## Dataset extract

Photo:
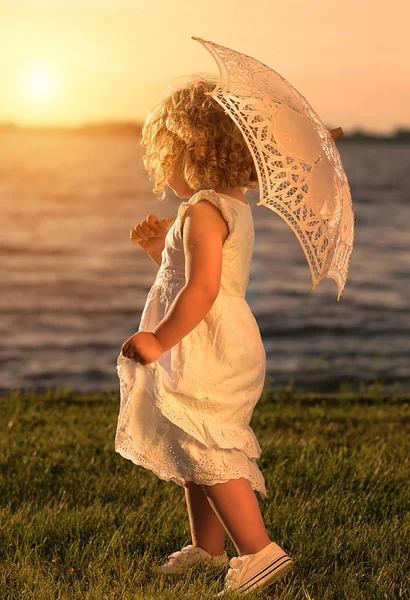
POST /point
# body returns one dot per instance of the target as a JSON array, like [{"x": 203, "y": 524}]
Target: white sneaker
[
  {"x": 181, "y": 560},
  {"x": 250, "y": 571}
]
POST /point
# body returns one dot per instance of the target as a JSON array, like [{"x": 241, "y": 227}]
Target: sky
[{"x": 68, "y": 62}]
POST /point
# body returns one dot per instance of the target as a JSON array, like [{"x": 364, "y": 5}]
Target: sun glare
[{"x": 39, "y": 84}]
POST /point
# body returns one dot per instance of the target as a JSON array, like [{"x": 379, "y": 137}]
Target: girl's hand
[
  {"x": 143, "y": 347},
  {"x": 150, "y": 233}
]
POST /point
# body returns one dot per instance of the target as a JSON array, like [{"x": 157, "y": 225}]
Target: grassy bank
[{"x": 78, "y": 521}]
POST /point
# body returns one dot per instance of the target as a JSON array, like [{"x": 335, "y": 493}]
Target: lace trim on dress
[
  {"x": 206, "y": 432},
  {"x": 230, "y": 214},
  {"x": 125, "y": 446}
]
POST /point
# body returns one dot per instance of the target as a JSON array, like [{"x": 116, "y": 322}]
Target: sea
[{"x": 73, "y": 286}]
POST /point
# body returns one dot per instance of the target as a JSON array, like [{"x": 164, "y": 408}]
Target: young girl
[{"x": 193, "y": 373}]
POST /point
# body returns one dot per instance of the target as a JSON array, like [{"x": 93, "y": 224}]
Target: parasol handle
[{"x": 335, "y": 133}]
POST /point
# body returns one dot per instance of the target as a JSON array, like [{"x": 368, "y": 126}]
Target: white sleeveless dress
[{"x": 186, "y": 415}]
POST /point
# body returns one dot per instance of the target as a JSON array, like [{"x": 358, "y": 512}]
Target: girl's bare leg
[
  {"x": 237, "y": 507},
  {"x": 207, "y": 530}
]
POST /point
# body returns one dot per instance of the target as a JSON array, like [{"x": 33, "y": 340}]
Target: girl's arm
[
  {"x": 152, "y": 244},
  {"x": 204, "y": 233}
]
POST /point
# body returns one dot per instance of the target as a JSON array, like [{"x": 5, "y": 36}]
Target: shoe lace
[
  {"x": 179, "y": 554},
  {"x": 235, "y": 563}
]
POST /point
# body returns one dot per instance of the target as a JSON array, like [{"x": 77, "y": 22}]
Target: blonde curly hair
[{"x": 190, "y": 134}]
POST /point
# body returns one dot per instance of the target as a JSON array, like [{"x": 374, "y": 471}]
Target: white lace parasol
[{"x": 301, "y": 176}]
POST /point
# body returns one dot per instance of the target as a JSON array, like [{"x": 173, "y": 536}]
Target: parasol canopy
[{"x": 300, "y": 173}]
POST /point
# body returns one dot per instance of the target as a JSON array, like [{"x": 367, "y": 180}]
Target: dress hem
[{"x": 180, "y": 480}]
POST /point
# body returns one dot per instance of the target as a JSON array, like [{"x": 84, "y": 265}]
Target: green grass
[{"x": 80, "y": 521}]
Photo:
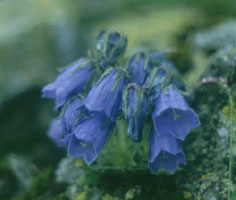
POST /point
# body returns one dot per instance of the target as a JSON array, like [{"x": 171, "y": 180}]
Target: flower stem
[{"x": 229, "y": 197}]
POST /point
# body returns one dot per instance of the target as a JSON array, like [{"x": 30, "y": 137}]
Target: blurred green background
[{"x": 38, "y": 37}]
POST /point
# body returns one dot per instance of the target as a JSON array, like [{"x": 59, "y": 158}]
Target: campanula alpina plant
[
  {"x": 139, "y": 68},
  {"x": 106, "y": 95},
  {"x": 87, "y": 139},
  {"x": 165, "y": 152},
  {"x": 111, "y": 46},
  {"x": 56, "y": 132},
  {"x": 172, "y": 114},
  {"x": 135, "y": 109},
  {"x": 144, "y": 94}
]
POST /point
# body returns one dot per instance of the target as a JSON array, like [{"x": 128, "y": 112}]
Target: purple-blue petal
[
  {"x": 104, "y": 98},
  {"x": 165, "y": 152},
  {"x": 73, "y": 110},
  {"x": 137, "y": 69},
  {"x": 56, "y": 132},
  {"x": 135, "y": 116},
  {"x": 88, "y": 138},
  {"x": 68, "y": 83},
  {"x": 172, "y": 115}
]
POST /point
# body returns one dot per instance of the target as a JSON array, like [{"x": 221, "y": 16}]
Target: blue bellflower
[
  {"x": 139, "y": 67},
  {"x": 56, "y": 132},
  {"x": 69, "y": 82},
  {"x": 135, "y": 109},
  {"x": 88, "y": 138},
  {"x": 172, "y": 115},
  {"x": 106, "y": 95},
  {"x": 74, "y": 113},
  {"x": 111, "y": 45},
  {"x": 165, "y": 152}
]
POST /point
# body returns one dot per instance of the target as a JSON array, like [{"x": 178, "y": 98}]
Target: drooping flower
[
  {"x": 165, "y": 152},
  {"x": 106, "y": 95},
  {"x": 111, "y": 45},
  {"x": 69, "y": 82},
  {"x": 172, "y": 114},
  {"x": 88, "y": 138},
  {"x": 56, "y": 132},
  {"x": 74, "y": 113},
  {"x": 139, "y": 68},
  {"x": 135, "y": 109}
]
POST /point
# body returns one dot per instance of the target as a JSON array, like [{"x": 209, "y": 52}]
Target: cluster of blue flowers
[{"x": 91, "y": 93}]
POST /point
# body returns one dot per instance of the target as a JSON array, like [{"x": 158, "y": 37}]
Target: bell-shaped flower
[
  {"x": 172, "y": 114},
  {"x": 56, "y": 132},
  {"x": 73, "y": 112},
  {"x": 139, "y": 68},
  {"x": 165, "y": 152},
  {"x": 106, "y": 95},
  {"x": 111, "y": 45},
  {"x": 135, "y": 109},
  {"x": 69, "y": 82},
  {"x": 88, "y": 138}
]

## Set task
All of the lines above should be printed exactly, minus the pictures.

## Full response
Photo:
POST /point
# body returns one dot per instance of the target as a JSON array, like [{"x": 203, "y": 524}]
Target: white sneaker
[
  {"x": 181, "y": 560},
  {"x": 250, "y": 571}
]
POST /point
# body returns one dot per instance of the target as a JSON array, like [{"x": 241, "y": 227}]
Target: sky
[{"x": 68, "y": 62}]
POST /point
# body returns one dot per instance of the target as a JSON array, like [{"x": 364, "y": 5}]
Target: sun glare
[{"x": 39, "y": 84}]
POST /point
# body returns one dot per instance of the target as a JSON array, like [{"x": 379, "y": 137}]
Target: girl's hand
[
  {"x": 143, "y": 347},
  {"x": 150, "y": 233}
]
POST /point
# body returns one dot per instance of the target as a JSON array, like [{"x": 157, "y": 225}]
Target: grassy bank
[{"x": 78, "y": 521}]
POST /point
# body returns one dot per instance of the target as a JSON array, like [{"x": 335, "y": 493}]
Target: lace trim on dress
[
  {"x": 206, "y": 432},
  {"x": 230, "y": 214},
  {"x": 125, "y": 446}
]
POST /point
# body returns one dot per instance of the target as a JSON array, like [{"x": 116, "y": 322}]
Target: sea
[{"x": 73, "y": 286}]
POST /point
# body returns one dot per instance of the target as a JSON array, like [{"x": 164, "y": 408}]
Target: young girl
[{"x": 193, "y": 373}]
POST /point
# body returns one dot per instance of the target as a JSON array, like [{"x": 93, "y": 224}]
Target: parasol handle
[{"x": 335, "y": 133}]
POST /point
# body returns one dot per instance of the target as a JSON array, like [{"x": 368, "y": 126}]
Target: white sleeveless dress
[{"x": 186, "y": 415}]
POST /point
# body returns one dot per instance of the target as a JSON array, like [{"x": 358, "y": 512}]
Target: girl's bare leg
[
  {"x": 237, "y": 507},
  {"x": 207, "y": 530}
]
POST /point
# body returns one dot per instance of the target as a JSON array, like [{"x": 33, "y": 340}]
Target: girl's arm
[
  {"x": 152, "y": 244},
  {"x": 204, "y": 233}
]
POST /point
# body returns one dot per instance of the target as a JSON array, like [{"x": 5, "y": 36}]
Target: shoe lace
[
  {"x": 179, "y": 554},
  {"x": 235, "y": 563}
]
POST /point
# body returns one dot per instance of the target as a JSON array, like [{"x": 77, "y": 22}]
Target: blonde curly hair
[{"x": 190, "y": 134}]
POST /point
# body returns one dot per instance of the target as a JSON array, like [{"x": 374, "y": 471}]
Target: white lace parasol
[{"x": 301, "y": 176}]
POST /point
# body returns one dot per instance of the target as a JSON array, like [{"x": 173, "y": 536}]
Target: parasol canopy
[{"x": 300, "y": 173}]
POST /point
# body returns one dot per instance of the target as a JSON array, like [{"x": 367, "y": 180}]
Target: dress hem
[{"x": 180, "y": 480}]
POST /point
# body returns one dot per instance of the target as a JSON array, like [{"x": 84, "y": 265}]
Target: green grass
[{"x": 80, "y": 521}]
Photo:
POST /point
# body returns one dot per instance of the target as a JSON array, like [{"x": 171, "y": 180}]
Target: flower stem
[{"x": 229, "y": 197}]
POST /point
# body returns one dot per instance of the target as a JSON array, like [{"x": 30, "y": 137}]
Target: blurred green background
[{"x": 38, "y": 37}]
POST /point
# body returns one dot per instance of the target as a JSON array, like [{"x": 59, "y": 158}]
Target: campanula alpina plant
[
  {"x": 139, "y": 68},
  {"x": 106, "y": 95},
  {"x": 87, "y": 139},
  {"x": 165, "y": 152},
  {"x": 111, "y": 46},
  {"x": 56, "y": 132},
  {"x": 172, "y": 114},
  {"x": 135, "y": 109},
  {"x": 144, "y": 94}
]
POST /point
# body returns one dot per instance of the target as a JSON array, like [{"x": 128, "y": 112}]
Target: purple-blue petal
[
  {"x": 104, "y": 98},
  {"x": 165, "y": 152},
  {"x": 73, "y": 110},
  {"x": 137, "y": 69},
  {"x": 56, "y": 132},
  {"x": 135, "y": 116},
  {"x": 88, "y": 138},
  {"x": 68, "y": 83},
  {"x": 172, "y": 115}
]
POST /point
# body returns one dot per instance of the target as a JSON array, like [{"x": 221, "y": 16}]
Target: blue bellflower
[
  {"x": 139, "y": 67},
  {"x": 56, "y": 132},
  {"x": 69, "y": 82},
  {"x": 135, "y": 109},
  {"x": 88, "y": 138},
  {"x": 172, "y": 115},
  {"x": 106, "y": 95},
  {"x": 74, "y": 113},
  {"x": 111, "y": 45},
  {"x": 165, "y": 152}
]
POST /point
# body returns one dot per instance of the target as a JSON array, like [{"x": 178, "y": 98}]
Target: drooping flower
[
  {"x": 165, "y": 152},
  {"x": 106, "y": 95},
  {"x": 111, "y": 45},
  {"x": 69, "y": 82},
  {"x": 172, "y": 114},
  {"x": 88, "y": 138},
  {"x": 56, "y": 132},
  {"x": 74, "y": 113},
  {"x": 139, "y": 68},
  {"x": 135, "y": 109}
]
POST /point
# body returns one dot per instance of the target as a JSON array, like [{"x": 209, "y": 52}]
Target: cluster of blue flowers
[{"x": 91, "y": 93}]
POST /point
# body returns one dot per instance of the target as a JSON array, like [{"x": 158, "y": 37}]
Target: bell-shaped flower
[
  {"x": 172, "y": 114},
  {"x": 56, "y": 132},
  {"x": 73, "y": 112},
  {"x": 139, "y": 68},
  {"x": 165, "y": 152},
  {"x": 106, "y": 95},
  {"x": 111, "y": 45},
  {"x": 135, "y": 109},
  {"x": 69, "y": 82},
  {"x": 88, "y": 138}
]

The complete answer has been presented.